Task brief:
In the listing below, change every "Layout" to "Format" and keep all other text the same. Leave out the pictures when you reproduce the lines.
### Data section
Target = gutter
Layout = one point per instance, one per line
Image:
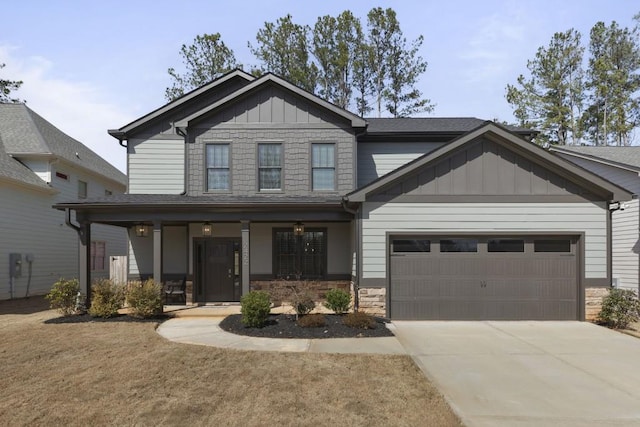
(356, 281)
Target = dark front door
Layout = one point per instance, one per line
(217, 269)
######
Exercise response:
Target = gutter
Format = one point per instance, one per line
Image:
(356, 281)
Target = dark front door
Format = one point per instance, one per line
(217, 269)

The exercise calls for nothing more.